Acetonitrile will need to be mixed with an aqueous buffer of common buffering reagents to maintain the solubility of the buffering salt. Figure 2 features the HILIC-mode analysis of underivatized amino acids on a Biozen™ Glycan, for which a stock buffer of 100 mM ammonium formate buffer (pH 3.1) was spiked into either water or acetonitrile in a 9:1 ratio of solvent/buffer. The resulting mobile phases each featured overall buffer concentrations of 10 mM ammonium formate, allowing the gradient to maintain a consistent overall buffering strength.

Figure 2 - Underivatized Amino Acids on bioZen Glycan (Tech Note 1264)

Ammonium fluoride (NH₄F) is often included in small amounts (0.1 – 0.2 mM) in the overall mobile-phase to generate highly sensitive fluoride adducts [M+F]- during ESI-negative mode LC/MS, or to encourage the generation of either [M+H]+ or [M+NH₄]+ ions in ESI-positive mode. Figure 3 demonstrates the use of a third solvent line by which a 1 mM NH₄F buffer is constantly delivered at a ratio of 10% of the overall mobile-phase, corresponding to 0.1 mM in the overall mobile-phase throughout the gradient. Ternary and quaternary pumps facilitate this method, but an initial isocratic hold is recommended at the beginning of the method to accommodate the transferability of the method among instruments. Ternary and quaternary gradients are subject to dwell volumes that are specific to each instrument, and can be a concern even when one of the solvent lines is maintained at a constant percentage of the overall gradient.

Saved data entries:
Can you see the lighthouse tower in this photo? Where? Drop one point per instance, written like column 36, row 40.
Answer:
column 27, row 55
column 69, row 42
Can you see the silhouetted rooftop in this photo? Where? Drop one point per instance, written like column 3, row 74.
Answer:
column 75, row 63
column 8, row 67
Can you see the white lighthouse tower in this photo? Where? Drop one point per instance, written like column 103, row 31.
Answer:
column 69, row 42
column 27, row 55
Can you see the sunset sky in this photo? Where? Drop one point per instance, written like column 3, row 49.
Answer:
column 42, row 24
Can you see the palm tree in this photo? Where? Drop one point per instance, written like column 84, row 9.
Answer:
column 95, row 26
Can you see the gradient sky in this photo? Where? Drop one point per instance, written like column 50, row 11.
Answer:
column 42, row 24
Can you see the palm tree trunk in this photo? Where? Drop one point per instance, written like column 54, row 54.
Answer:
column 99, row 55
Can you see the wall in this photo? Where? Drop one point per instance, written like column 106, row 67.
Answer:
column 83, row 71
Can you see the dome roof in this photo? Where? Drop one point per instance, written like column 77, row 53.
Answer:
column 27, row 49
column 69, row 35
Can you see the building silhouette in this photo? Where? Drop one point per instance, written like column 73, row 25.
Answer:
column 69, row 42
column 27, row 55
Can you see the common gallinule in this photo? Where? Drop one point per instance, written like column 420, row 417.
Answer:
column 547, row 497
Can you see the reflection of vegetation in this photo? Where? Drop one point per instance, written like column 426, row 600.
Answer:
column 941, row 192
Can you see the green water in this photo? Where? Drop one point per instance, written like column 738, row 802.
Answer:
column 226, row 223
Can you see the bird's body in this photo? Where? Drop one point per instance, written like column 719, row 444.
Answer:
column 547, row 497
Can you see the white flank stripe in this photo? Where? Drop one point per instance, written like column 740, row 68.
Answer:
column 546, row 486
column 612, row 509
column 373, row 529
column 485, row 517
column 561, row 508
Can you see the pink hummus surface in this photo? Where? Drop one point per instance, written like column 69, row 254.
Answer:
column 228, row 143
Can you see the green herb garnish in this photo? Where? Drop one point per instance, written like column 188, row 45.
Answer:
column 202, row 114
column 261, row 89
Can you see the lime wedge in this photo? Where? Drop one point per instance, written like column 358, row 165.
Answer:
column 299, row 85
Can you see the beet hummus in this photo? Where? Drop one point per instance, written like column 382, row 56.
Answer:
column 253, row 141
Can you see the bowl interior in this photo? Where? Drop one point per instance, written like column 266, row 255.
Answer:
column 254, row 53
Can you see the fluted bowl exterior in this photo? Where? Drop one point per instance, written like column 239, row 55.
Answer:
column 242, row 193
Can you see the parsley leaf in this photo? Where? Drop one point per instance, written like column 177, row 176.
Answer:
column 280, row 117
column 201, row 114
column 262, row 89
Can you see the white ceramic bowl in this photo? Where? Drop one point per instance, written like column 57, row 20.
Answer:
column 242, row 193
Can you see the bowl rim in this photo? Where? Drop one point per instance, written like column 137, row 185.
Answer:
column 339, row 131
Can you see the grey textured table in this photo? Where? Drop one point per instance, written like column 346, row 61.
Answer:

...

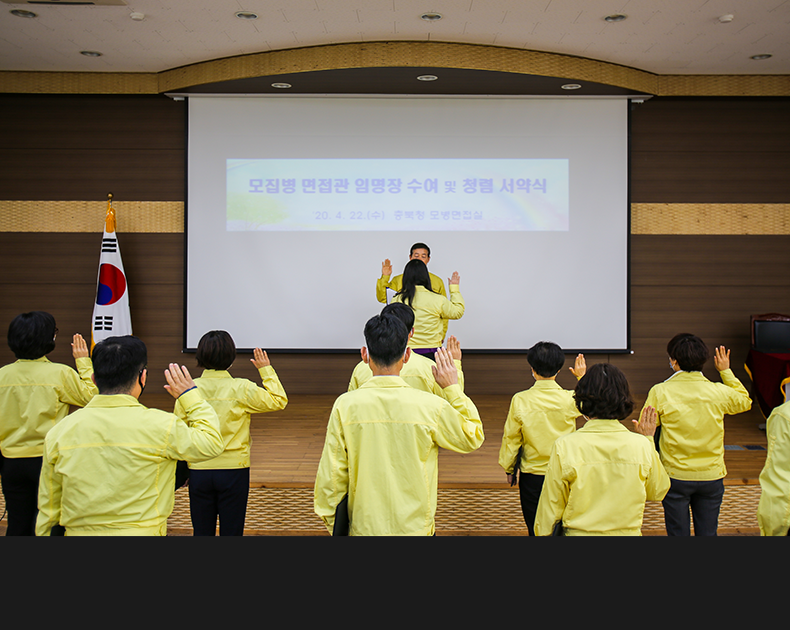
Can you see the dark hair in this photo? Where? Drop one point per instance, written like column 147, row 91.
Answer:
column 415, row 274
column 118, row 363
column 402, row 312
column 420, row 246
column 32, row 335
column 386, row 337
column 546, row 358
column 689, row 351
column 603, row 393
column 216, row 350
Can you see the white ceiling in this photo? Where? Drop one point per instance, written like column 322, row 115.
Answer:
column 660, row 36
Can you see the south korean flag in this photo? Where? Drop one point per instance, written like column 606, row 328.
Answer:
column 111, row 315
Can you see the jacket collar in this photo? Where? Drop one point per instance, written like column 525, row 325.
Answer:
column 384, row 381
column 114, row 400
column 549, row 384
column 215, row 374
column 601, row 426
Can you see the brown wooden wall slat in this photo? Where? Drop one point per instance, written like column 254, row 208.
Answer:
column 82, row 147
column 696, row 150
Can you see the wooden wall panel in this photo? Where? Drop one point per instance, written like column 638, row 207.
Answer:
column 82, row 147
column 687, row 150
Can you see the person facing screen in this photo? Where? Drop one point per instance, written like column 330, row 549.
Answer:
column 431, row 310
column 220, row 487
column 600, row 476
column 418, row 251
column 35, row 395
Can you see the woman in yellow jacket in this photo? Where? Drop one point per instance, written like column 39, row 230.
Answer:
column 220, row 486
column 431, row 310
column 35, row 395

* * *

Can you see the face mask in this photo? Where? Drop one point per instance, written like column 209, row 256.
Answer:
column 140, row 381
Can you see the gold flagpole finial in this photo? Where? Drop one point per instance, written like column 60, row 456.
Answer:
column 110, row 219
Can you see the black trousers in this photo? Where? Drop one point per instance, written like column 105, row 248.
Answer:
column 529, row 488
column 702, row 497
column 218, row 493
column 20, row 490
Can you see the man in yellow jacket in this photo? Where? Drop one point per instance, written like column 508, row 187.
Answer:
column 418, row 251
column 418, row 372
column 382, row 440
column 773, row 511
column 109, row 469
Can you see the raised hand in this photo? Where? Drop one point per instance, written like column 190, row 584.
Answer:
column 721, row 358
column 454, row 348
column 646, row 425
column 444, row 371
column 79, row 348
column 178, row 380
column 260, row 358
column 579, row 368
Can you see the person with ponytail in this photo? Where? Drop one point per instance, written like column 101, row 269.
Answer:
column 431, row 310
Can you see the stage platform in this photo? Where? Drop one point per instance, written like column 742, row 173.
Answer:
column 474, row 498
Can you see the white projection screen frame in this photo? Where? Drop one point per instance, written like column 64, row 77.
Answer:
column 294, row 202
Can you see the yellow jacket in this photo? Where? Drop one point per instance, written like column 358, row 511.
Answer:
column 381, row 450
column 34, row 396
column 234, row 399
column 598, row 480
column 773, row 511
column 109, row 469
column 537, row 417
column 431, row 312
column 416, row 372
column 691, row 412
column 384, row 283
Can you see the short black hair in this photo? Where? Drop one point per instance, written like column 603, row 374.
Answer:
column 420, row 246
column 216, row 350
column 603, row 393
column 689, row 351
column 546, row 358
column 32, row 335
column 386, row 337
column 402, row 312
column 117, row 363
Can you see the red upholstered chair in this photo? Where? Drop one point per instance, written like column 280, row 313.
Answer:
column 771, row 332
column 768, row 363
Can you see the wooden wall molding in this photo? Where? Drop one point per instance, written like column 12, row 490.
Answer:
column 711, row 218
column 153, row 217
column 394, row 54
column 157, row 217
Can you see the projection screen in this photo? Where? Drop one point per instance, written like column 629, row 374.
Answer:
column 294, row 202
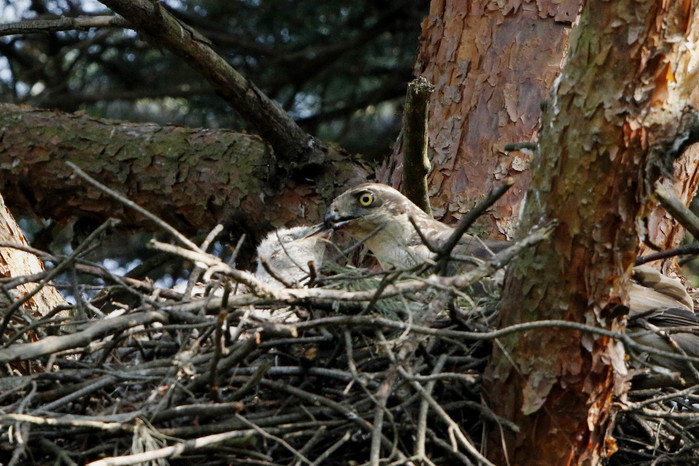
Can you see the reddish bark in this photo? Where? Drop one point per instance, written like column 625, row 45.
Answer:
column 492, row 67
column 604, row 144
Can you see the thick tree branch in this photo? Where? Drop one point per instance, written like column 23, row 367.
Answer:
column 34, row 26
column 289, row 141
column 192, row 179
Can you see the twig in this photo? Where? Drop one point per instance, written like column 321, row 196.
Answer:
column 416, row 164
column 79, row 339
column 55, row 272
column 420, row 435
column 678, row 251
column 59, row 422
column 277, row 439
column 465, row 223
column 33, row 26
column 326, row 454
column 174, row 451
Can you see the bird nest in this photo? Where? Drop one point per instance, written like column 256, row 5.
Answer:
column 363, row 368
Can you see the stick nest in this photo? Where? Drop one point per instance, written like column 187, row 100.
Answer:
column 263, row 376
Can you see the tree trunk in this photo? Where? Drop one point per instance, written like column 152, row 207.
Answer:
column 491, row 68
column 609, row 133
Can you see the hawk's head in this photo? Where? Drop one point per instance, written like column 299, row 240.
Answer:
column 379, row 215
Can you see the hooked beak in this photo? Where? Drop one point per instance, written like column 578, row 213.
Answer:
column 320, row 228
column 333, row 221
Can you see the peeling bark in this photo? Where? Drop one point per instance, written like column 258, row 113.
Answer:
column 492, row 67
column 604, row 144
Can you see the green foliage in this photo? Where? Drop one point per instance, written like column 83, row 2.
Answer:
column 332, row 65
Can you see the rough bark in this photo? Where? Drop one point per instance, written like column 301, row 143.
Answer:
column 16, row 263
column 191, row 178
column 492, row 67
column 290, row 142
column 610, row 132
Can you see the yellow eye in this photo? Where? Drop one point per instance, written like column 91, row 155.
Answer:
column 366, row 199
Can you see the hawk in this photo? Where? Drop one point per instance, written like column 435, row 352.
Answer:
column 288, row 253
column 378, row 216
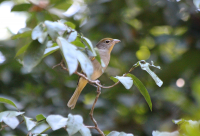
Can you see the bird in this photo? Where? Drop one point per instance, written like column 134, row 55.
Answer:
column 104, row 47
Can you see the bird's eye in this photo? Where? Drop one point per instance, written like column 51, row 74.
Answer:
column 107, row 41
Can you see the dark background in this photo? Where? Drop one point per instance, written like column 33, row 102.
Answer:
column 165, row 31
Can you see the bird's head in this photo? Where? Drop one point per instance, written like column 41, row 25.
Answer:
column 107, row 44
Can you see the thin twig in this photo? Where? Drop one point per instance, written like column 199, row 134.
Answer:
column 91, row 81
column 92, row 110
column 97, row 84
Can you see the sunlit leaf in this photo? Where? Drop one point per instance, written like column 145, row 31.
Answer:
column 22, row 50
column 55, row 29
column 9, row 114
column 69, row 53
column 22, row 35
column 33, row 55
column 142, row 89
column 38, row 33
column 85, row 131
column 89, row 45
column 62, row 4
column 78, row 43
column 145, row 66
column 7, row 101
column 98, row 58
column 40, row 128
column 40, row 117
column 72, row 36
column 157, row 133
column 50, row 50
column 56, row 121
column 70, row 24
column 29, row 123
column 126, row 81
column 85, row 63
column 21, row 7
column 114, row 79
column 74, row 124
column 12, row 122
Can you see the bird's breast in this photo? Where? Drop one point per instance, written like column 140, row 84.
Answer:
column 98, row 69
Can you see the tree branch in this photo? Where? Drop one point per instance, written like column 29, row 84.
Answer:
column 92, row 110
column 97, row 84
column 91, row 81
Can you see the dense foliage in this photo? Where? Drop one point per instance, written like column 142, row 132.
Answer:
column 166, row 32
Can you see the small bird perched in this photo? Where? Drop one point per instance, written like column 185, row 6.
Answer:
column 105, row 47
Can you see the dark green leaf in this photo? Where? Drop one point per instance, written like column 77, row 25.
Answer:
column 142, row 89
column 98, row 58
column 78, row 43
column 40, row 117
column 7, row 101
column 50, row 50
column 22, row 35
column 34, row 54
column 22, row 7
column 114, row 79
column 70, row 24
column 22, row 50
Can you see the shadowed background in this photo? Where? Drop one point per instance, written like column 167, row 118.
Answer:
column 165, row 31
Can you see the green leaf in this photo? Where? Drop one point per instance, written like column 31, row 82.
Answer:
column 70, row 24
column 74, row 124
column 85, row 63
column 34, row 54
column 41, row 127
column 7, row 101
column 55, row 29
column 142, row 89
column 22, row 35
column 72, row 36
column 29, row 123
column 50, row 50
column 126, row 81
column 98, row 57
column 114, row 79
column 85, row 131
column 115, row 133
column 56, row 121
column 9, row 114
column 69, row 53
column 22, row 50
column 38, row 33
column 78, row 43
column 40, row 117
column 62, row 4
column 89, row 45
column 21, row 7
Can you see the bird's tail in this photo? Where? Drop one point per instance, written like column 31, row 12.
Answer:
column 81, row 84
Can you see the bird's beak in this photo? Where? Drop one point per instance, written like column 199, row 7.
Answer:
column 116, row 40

Short task: Extend the excerpt on HILIC mobile-phase buffers above, starting right after its final sentence.

Task answer:
Figure 3 - Microcystins on Luna Omega Polar C18 (App ID 23568)

Be mindful of solubility considerations when attempting to incorporate either ammonium bicarbonate buffers or phosphate buffers into a gradient, particularly when working with phosphate buffers. These buffers run the risk of precipitation when blended with high percentages of organic solvents, and a solubility study is recommended. Lastly, be sure to include your intended mobile-phase buffer as a portion of your sample diluent to align the pH of your mobile phase, which will benefit the peak shape and reproducibility. Using a gradient where the mobile phase has a consistent buffering strength and pH value will ultimately improve the reproducibility of the LC method.